— BEGIN Exercise data —

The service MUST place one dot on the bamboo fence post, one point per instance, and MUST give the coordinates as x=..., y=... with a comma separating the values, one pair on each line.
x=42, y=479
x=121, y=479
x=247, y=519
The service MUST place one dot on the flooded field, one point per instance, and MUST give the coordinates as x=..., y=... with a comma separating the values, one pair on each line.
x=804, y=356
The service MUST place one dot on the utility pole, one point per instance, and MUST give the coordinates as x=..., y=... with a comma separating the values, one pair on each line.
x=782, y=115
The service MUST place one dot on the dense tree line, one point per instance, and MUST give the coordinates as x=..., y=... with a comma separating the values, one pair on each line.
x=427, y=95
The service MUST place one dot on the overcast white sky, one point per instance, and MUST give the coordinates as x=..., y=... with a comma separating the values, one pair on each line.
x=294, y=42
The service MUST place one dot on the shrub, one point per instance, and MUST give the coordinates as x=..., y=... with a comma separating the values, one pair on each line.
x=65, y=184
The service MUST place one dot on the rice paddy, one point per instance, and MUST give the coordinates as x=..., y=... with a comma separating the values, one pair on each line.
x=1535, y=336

— END Exercise data —

▶ Task objective: Format everything in the data from the start down through the line containing "x=65, y=184", inclusive, as a JSON list of strings with one string per line and blank lines omitted.

▶ Response:
[
  "The service MUST place one dot on the bamboo fence post, one point per instance, and MUST give the coordinates as x=..., y=... with a comma separating the values, one pair on each line.",
  "x=42, y=479",
  "x=121, y=479",
  "x=247, y=519",
  "The service MUST place one dot on the flooded field, one point per instance, and MUST give the coordinates as x=..., y=... with a comma separating the values, one pair on each line.",
  "x=804, y=356",
  "The service MUST place one dot on the utility pole, one point per instance, and MUST give the coordinates as x=..., y=... with a comma separating the values, one pair on each line.",
  "x=782, y=115",
  "The service MUST place one dot on the dense tree line, one point per instance, and MUST give the coordinates as x=..., y=... with a comma separating the values, one pair on each line.",
  "x=427, y=95",
  "The service MUST place one dot on the overcast white sky, one point per instance, and MUST give the coordinates as x=..., y=... with a comma separating the values, one pair on each line.",
  "x=294, y=42",
  "The service MUST place one dot on the shrub, one point per instance, and MUST give the coordinates as x=..., y=... with a comma separating the values, one pair on each line.",
  "x=65, y=184"
]